* [Goal of the exercise] The answer must be an exact transcription of all the records below.

[Data records]

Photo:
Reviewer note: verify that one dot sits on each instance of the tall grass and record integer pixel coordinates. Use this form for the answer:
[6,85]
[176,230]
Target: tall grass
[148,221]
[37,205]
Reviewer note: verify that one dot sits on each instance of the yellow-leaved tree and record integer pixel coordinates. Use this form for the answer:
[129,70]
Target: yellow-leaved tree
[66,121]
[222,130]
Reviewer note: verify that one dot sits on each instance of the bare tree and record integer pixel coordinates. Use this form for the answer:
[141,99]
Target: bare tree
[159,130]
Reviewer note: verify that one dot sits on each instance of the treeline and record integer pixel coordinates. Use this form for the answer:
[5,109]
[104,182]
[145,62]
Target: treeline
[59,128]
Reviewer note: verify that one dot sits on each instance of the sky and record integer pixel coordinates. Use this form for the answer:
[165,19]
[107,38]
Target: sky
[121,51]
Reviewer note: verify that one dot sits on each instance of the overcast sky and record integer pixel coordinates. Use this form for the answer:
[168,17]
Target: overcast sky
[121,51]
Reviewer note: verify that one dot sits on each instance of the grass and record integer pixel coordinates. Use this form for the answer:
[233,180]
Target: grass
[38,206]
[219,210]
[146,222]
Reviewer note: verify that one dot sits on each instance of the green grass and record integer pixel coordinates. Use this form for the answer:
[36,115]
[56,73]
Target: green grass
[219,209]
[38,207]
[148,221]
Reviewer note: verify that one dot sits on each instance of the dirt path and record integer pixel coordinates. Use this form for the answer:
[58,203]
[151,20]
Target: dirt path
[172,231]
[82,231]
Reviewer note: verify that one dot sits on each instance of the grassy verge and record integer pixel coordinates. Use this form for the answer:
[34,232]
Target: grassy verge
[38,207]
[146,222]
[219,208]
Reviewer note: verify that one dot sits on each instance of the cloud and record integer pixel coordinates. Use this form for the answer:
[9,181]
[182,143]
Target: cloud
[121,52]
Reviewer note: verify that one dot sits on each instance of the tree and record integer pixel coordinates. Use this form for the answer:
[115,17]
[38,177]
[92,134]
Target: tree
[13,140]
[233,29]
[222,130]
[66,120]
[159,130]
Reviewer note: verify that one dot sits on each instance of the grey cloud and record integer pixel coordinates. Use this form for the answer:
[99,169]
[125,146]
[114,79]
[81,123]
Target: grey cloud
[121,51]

* [Solution to the exercise]
Photo:
Reviewer note: verify that one dot sits on each instance of the tall grass and record integer pixel coordinates. Use this form for the answer:
[6,85]
[176,230]
Target: tall grass
[148,221]
[37,205]
Reviewer note: verify that one dot sits on each instance of the yellow-leaved tree and record integer pixel coordinates. Use this form for the answer:
[129,70]
Target: yellow-leaved tree
[66,121]
[222,130]
Reviewer note: verify that one dot sits on each instance of the bare tree and record integer pixel coordinates. Use this form for the answer:
[141,99]
Target: bare tree
[159,130]
Reviewer note: verify that one dot sits on each instance of the treeline and record integer pixel coordinates. Use this form for the answer:
[5,109]
[104,182]
[145,62]
Target: treeline
[59,128]
Reviewer note: verify that one dot sits on each instance of the sky and record integer pixel coordinates. Use this form for the answer:
[165,19]
[107,38]
Target: sky
[121,51]
Reviewer note: verify that one dot sits on each instance of the overcast sky and record integer pixel coordinates. Use this form for the answer:
[168,17]
Target: overcast sky
[121,51]
Reviewer note: verify that one dot sits on each instance of the grass and record integer pixel coordinates. Use this form for the answer:
[233,180]
Target: grass
[38,206]
[219,210]
[146,222]
Reviewer note: verify that one dot sits on each instance of the green grass and record integer pixel coordinates. Use this form for the answer:
[36,115]
[56,73]
Target: green grass
[219,209]
[38,207]
[148,221]
Reviewer note: verify that one dot sits on each instance of the dirt path and record integer pixel coordinates. Use this form for the answer:
[58,203]
[151,20]
Target: dirt path
[172,231]
[82,231]
Reviewer note: verify that one dot sits on each instance of the grassy verge and record integer pixel coordinates. Use this form for the answer:
[34,232]
Target: grassy verge
[38,207]
[146,222]
[219,208]
Reviewer note: verify that one dot sits on each instance of the cloud and record integer pixel coordinates. Use this form for the answer:
[9,181]
[182,143]
Target: cloud
[121,52]
Reviewer note: verify that one dot sits on each instance of the tree and record integer pixel coordinates. Use this form for the answer:
[115,17]
[38,177]
[92,134]
Target: tree
[13,140]
[233,29]
[222,130]
[66,120]
[159,130]
Reviewer note: verify that one dot sits on each instance of the grey cloud and record integer pixel coordinates. Use this form for the answer:
[99,169]
[125,146]
[114,79]
[81,123]
Target: grey cloud
[121,51]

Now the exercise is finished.